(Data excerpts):
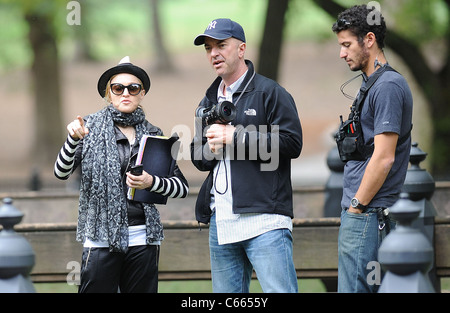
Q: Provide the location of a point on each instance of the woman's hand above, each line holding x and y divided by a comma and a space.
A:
77, 129
139, 182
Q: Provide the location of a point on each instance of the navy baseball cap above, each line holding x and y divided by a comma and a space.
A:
221, 29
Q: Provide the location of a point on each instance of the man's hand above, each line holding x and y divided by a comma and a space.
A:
219, 135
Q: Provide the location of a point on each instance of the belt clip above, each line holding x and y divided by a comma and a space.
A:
382, 214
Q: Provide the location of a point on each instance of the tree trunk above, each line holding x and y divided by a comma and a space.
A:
47, 138
270, 48
162, 56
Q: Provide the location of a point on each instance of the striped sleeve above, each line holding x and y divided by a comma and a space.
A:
172, 187
64, 162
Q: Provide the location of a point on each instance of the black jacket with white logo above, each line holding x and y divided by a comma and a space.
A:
268, 135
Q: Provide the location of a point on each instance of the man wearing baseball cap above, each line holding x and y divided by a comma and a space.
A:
247, 202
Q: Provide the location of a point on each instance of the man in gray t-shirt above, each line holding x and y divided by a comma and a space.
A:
372, 185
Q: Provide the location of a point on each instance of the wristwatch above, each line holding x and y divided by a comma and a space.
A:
356, 204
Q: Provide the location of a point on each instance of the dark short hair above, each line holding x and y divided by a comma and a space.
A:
357, 20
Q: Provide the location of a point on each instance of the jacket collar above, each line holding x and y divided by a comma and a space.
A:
211, 92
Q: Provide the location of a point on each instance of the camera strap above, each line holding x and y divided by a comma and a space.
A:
245, 88
364, 89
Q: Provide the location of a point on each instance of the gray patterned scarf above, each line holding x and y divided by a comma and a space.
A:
103, 205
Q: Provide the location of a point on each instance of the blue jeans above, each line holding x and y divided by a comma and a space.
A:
358, 243
270, 254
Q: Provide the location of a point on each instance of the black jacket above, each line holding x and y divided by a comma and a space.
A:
268, 135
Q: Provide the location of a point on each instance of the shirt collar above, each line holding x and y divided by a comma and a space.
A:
230, 90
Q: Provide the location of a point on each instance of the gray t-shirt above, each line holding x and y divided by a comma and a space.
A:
387, 108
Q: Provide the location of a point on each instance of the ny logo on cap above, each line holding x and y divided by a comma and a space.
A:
211, 25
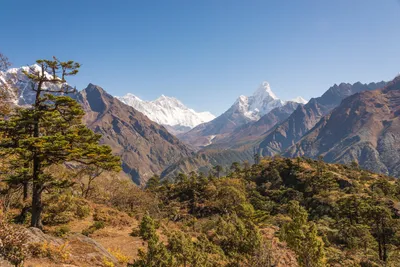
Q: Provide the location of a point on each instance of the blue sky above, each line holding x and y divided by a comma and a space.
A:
207, 53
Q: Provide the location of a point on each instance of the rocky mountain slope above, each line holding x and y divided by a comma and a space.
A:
252, 131
168, 111
243, 111
145, 147
305, 117
365, 128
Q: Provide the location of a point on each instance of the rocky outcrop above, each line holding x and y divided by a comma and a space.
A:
306, 117
83, 251
365, 128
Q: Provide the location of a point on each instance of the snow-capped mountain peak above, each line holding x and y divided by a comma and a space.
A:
299, 100
264, 91
168, 111
16, 79
260, 103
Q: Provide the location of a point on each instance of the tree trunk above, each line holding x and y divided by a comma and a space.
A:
37, 206
25, 188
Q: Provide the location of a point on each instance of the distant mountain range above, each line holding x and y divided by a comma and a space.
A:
168, 111
145, 147
365, 128
349, 122
246, 109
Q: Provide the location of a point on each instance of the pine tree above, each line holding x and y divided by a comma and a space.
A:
302, 237
49, 133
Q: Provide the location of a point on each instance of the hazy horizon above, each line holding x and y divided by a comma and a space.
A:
208, 53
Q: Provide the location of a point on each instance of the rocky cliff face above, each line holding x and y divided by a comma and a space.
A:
169, 112
249, 133
145, 147
246, 109
365, 128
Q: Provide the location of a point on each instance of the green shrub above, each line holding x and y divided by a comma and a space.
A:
62, 231
97, 225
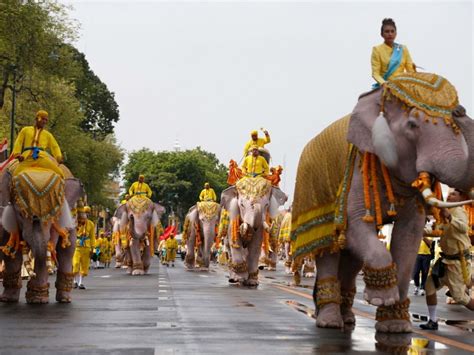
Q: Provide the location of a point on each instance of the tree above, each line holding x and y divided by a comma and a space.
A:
177, 178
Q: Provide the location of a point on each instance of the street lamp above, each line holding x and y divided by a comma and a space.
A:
12, 115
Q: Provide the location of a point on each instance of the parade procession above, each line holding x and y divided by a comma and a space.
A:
201, 178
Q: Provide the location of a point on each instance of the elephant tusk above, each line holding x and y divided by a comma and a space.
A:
430, 199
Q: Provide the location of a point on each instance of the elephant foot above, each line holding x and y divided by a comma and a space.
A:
37, 294
10, 295
381, 285
394, 318
394, 326
329, 316
63, 297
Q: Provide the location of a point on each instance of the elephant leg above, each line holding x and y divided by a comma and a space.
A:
38, 287
65, 276
238, 268
146, 259
406, 237
327, 292
349, 268
254, 249
380, 273
11, 279
137, 264
118, 256
189, 260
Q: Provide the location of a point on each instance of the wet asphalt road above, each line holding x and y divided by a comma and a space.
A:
173, 311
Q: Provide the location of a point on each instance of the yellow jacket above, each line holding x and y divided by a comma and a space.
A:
255, 166
381, 58
140, 188
171, 244
455, 239
44, 140
260, 142
86, 235
208, 195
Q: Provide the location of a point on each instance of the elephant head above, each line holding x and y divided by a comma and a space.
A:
252, 199
412, 140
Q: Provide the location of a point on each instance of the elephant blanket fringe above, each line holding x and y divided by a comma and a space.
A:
319, 208
253, 187
13, 245
38, 192
427, 92
208, 209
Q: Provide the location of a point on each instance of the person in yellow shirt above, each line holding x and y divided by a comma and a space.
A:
390, 59
171, 248
255, 165
125, 199
85, 243
422, 264
33, 144
140, 188
208, 193
255, 141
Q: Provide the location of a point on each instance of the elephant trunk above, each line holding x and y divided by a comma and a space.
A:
39, 242
466, 125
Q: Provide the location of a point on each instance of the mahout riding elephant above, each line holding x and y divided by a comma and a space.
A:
248, 205
35, 215
379, 165
139, 217
201, 222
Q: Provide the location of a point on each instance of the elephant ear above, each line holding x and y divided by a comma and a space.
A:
363, 119
277, 199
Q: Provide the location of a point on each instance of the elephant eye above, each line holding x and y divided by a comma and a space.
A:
412, 124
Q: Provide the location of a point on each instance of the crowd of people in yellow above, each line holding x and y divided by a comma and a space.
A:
36, 147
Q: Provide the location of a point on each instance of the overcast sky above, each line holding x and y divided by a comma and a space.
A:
207, 73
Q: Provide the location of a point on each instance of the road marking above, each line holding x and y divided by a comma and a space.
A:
431, 336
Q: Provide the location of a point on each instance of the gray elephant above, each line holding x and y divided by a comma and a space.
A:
201, 222
248, 203
379, 165
139, 217
39, 219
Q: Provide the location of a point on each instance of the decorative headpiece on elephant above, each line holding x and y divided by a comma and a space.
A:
139, 217
369, 169
35, 211
248, 204
200, 232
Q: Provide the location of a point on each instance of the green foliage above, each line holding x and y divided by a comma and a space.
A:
177, 178
53, 75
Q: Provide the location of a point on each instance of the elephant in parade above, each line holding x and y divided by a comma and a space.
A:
382, 164
139, 217
35, 217
250, 206
200, 232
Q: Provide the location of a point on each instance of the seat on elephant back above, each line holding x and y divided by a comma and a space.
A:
208, 209
139, 204
38, 193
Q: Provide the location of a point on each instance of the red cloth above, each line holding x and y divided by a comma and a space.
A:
170, 230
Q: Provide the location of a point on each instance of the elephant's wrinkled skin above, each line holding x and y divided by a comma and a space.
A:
37, 235
139, 225
407, 145
206, 225
245, 252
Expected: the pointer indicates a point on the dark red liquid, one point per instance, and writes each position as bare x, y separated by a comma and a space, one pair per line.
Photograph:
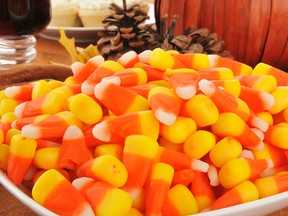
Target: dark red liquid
21, 17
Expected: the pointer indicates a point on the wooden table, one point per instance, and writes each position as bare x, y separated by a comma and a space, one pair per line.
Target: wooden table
53, 51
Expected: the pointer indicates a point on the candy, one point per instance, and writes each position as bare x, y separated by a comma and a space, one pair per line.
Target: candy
230, 124
85, 108
73, 150
116, 129
157, 187
109, 200
165, 104
199, 143
202, 191
272, 185
138, 157
20, 156
242, 193
179, 131
225, 150
180, 201
238, 170
106, 69
202, 109
119, 100
56, 193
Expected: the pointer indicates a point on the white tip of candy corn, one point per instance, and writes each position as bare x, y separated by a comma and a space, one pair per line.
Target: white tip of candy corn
10, 92
100, 88
87, 88
213, 176
164, 117
206, 87
76, 66
84, 210
72, 132
268, 99
81, 182
259, 123
247, 154
112, 79
19, 109
186, 92
31, 131
97, 60
145, 56
101, 132
199, 165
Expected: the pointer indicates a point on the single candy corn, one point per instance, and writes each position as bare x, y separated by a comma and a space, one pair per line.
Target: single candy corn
271, 185
53, 191
128, 77
196, 61
277, 136
138, 157
179, 160
46, 127
51, 103
82, 71
152, 73
85, 108
217, 73
281, 100
230, 124
179, 131
162, 60
106, 199
241, 193
110, 148
232, 86
184, 82
128, 59
40, 88
21, 153
237, 67
118, 99
202, 109
157, 187
21, 93
225, 150
199, 144
184, 177
273, 153
225, 101
180, 201
165, 104
116, 129
4, 152
202, 190
47, 158
238, 170
266, 83
73, 150
106, 168
106, 69
281, 76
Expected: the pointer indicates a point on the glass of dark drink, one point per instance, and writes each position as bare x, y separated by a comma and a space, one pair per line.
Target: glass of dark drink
20, 20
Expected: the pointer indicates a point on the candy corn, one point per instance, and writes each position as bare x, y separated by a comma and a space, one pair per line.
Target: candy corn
20, 156
56, 193
138, 157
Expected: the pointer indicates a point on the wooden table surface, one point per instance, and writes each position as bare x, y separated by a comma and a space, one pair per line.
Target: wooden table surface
53, 51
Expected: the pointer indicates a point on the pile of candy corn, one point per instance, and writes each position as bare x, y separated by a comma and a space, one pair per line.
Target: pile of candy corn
155, 133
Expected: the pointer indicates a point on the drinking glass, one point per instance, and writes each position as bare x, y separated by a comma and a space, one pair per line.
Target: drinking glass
20, 20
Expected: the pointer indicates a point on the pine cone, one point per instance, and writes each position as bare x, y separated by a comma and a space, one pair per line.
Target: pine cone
131, 33
192, 40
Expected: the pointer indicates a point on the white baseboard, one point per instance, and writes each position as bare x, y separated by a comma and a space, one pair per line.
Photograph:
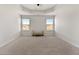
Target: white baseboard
10, 40
70, 41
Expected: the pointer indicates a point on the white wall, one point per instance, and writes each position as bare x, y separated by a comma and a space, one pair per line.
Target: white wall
8, 23
67, 24
38, 23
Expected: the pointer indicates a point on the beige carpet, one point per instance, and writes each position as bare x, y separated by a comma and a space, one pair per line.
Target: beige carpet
39, 46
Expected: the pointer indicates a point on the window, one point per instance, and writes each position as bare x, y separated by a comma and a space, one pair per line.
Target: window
49, 23
25, 24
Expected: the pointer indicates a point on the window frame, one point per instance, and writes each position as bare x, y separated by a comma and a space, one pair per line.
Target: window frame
51, 24
22, 24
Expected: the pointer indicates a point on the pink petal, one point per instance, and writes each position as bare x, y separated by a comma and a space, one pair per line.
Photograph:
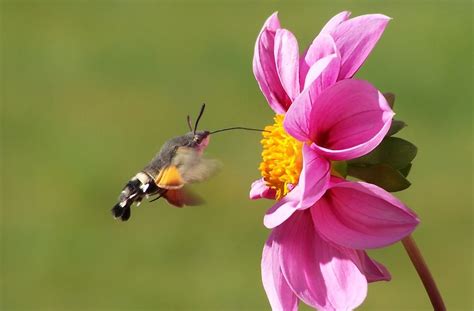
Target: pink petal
361, 215
322, 74
260, 190
311, 186
321, 275
279, 294
350, 119
373, 270
272, 22
332, 24
287, 59
264, 67
322, 46
355, 39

(WORK TASK):
Among the records above, find the lines that contain "baseball" and copy every one.

(PROBLEM SOLUTION):
Q: Provide the location of a point on each instance of the navy baseball cap above, each line holding x and y divided by a comma and a space.
Q: Provide the location of a point on each instance of the man wearing baseball cap above, each line holding x and y divided by a comma and a space.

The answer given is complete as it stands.